[Pointing and labeling entries]
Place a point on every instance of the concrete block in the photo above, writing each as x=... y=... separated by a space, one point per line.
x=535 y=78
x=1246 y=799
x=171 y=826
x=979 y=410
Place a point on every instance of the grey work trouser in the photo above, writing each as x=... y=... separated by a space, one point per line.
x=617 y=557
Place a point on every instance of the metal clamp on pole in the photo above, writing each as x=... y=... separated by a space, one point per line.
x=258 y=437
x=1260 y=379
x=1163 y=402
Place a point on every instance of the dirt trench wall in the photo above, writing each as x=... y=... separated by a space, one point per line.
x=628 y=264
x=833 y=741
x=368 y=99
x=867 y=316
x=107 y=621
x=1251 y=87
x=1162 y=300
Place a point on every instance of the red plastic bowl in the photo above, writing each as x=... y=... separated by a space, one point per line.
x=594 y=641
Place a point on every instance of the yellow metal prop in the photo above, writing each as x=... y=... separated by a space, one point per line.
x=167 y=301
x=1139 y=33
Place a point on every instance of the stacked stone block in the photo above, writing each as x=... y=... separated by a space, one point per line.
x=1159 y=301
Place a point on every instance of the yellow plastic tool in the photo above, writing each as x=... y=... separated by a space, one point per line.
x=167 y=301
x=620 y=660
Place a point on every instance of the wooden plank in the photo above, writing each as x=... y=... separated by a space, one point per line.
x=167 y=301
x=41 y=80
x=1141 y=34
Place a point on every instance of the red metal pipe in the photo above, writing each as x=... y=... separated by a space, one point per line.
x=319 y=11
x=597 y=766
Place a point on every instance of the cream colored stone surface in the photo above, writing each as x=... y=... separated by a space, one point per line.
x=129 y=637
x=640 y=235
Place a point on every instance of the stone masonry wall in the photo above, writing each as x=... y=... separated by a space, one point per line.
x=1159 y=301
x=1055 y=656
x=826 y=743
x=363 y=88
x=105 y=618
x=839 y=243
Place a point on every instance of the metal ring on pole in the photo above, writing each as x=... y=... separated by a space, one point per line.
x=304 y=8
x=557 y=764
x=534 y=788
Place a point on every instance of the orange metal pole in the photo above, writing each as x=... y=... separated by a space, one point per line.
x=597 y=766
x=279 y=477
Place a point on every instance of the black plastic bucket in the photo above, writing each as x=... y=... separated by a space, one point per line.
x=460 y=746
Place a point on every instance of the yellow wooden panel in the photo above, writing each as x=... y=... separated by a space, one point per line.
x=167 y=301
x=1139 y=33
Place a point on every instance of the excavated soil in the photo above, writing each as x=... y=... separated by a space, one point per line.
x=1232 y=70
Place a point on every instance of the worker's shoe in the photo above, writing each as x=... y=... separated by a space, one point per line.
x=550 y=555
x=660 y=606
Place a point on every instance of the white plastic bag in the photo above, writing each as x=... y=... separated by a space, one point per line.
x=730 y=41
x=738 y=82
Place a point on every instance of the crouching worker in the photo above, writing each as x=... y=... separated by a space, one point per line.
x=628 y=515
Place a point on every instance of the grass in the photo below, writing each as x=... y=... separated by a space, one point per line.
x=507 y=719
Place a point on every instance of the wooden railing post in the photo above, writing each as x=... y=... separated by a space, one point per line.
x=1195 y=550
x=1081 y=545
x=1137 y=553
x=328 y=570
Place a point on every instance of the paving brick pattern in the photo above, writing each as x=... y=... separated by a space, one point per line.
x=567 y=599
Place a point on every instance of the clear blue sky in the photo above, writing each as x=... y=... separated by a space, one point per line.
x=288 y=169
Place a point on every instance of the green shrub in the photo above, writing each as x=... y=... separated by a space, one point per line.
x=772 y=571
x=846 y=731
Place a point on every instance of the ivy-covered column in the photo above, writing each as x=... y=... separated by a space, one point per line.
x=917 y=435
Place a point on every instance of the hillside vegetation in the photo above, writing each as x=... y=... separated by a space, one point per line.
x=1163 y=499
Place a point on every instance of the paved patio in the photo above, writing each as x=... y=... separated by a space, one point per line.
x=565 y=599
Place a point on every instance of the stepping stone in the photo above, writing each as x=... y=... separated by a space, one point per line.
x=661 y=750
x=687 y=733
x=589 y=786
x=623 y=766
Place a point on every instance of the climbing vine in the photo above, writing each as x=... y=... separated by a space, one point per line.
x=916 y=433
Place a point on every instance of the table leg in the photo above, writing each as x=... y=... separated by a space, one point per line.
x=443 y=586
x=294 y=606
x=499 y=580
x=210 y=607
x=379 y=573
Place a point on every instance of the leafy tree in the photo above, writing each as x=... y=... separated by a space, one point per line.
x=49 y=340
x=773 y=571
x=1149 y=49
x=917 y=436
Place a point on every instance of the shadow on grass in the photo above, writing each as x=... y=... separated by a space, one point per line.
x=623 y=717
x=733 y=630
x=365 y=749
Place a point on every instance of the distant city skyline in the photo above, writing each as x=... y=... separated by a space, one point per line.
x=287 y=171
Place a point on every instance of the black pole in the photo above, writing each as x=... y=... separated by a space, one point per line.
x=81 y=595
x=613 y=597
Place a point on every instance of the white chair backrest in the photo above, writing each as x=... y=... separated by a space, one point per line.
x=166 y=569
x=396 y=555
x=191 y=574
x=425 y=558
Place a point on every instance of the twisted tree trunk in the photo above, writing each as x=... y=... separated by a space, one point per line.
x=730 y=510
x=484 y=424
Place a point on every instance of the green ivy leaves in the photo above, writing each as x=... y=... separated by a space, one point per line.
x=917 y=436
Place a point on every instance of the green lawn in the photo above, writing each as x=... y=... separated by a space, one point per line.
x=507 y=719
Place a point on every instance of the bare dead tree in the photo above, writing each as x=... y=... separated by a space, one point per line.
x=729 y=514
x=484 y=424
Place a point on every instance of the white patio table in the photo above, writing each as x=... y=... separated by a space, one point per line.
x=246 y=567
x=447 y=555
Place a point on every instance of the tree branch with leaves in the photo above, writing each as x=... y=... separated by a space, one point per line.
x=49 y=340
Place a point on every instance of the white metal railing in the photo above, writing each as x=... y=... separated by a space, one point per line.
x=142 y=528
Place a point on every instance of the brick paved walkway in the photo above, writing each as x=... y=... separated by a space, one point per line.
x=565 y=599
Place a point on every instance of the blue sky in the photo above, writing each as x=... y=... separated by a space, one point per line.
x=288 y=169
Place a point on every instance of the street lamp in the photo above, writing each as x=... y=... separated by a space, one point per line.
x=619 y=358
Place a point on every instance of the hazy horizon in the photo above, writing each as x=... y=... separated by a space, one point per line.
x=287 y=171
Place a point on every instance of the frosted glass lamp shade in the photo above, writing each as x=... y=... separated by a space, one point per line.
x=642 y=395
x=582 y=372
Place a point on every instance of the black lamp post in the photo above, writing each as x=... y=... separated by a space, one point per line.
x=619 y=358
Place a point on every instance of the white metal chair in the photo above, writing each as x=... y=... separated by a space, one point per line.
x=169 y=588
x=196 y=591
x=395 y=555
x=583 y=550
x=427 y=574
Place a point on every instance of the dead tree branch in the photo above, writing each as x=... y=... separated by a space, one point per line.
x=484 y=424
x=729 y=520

Exercise: Reproduce the part of the records that opens with the line containing "Place a point on every instance of the wooden railing" and closes with the line containing "x=846 y=731", requests included. Multiply every coordinate in the answers by 2.2, rounding to whole numbers with halves rounded up, and give only those lines.

Complete response:
Place a point on every instance of the wooden railing post in the photo above, writing each as x=... y=... separated by a space, one point per line.
x=2629 y=1210
x=2378 y=1199
x=2501 y=1217
x=722 y=1254
Place a point on every instance of the paving brick pattern in the photo above, writing each as x=... y=... separated by a space, one point per line.
x=1247 y=1318
Place a point on every instance of the clear blue sky in the photo above, writing each as x=... y=... separated by a space, one point per line.
x=634 y=372
Place a point on every instance of the green shrub in the photo above, writing each as x=... y=... separated by a space, one point per line.
x=1698 y=1256
x=1861 y=1608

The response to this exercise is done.